*** EXTRACT ***
The Agadir Crisis in 1911 was also a very high tension point were Britain and Germany were almost engaged in naval confrontation. Even though the Kaiser gave away in the conversations and ordered the warships to leave Agadir the scar of the crisis remained both in Britain and Germany and it made both state conscious of how easy it was to start a conflict under the current situation of alliances in Europe. The Kaiser was extremely disappointed with the failure of his campaign in Morocco as he wanted to humiliate France and demonstrate German greatness before the eyes of Britain. This would make Britain think of France as a weak ally and be attracted to ally with Germany which, at this point was almost as diplomatically isolated as Britain had once been. A. J. P Taylor has considered that as late as 1911 the relations between the partners of the Triple Alliance were so uncertain that it was in the process of disintegration.

The Bosnian crisis was also of vital importance, especially for the value of Russia as an ally for the Triple Entente. After Russia's humiliation by Austria-Hungary which rejected her proposal for Russian designs on the Straits by declaring unilateral annexation and the support Germany gave to Austria-Hungary, Russia could not afford another blow to its prestige if she was to retain influence in the Balkans. Also it started a programme of military reconstruction as the Russo-Japanese war in 1905 had left the country's military force greatly weakened. As Geiss stated, "the Bosnian crisis was a kind of dress rehearsal for the First World War".

Finally, the Balkan wars also meant conflict between the two alliance systems. Austria-Hungary and Italy were both upset because of the victory of the Balkan League as they were totally opposed to Serbia having an Adriatic coastline and instead supported the establishment of an independent Albania. However Russia and France supported the idea of a larger Serbia. In November 1912 both Russia and Austria-Hungary mobilized their troops to support and oppose Serbia respectively while Germany and Britain made an effort to moderate the demands of their allies. Russia was again forced to back down in the name of peace and Albania became and independent country.
*** End of EXTRACT ***
*** INFORMATION SHOWN ***
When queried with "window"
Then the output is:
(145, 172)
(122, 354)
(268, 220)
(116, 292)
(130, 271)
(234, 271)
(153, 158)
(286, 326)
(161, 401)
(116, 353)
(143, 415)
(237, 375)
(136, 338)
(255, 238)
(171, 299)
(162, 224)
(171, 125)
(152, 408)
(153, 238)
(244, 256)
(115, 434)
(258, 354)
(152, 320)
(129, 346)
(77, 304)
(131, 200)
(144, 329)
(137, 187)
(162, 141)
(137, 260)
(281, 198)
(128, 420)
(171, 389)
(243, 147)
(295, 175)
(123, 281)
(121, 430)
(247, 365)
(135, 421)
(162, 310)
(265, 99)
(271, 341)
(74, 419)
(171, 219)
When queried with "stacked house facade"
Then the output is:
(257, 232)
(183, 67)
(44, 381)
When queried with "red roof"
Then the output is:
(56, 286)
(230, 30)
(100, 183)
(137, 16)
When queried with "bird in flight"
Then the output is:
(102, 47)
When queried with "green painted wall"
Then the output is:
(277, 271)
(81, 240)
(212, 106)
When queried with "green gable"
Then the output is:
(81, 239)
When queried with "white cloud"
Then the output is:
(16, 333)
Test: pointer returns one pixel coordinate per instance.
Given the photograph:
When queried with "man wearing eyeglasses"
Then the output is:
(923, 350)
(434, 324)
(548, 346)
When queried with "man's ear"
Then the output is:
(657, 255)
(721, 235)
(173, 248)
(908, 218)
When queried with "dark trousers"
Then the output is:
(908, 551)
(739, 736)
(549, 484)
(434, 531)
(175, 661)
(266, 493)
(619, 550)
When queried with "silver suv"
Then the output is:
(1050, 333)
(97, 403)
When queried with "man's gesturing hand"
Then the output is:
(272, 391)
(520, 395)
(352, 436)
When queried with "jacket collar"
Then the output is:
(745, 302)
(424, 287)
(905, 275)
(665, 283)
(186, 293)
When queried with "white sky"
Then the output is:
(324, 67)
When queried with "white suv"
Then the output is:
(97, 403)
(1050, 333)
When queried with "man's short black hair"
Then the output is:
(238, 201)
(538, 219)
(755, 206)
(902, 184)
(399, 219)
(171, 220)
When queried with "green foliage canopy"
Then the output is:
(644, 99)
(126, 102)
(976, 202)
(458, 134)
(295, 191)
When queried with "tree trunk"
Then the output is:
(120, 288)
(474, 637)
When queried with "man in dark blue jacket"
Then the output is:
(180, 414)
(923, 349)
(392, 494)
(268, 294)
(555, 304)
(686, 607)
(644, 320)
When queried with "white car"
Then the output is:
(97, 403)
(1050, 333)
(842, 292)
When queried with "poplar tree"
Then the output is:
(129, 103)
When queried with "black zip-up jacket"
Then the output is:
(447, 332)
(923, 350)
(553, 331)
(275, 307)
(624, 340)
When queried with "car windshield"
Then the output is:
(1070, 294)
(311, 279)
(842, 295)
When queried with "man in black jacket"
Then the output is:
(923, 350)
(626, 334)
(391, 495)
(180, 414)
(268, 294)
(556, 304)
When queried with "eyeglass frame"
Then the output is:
*** End of INFORMATION SHOWN ***
TASK DIRECTIONS:
Please use the passage on the pre-war crises above to explain, in one to three sentences, why the Kaiser wanted to humiliate France in his Morocco campaign.

RESPONSE TO THE EXERCISE:
By humiliating France, he wanted to demonstrate German greatness before Britain. This would make Britain see France as a weak ally and be drawn to ally with Germany, which at that point was almost as diplomatically isolated as Britain had once been.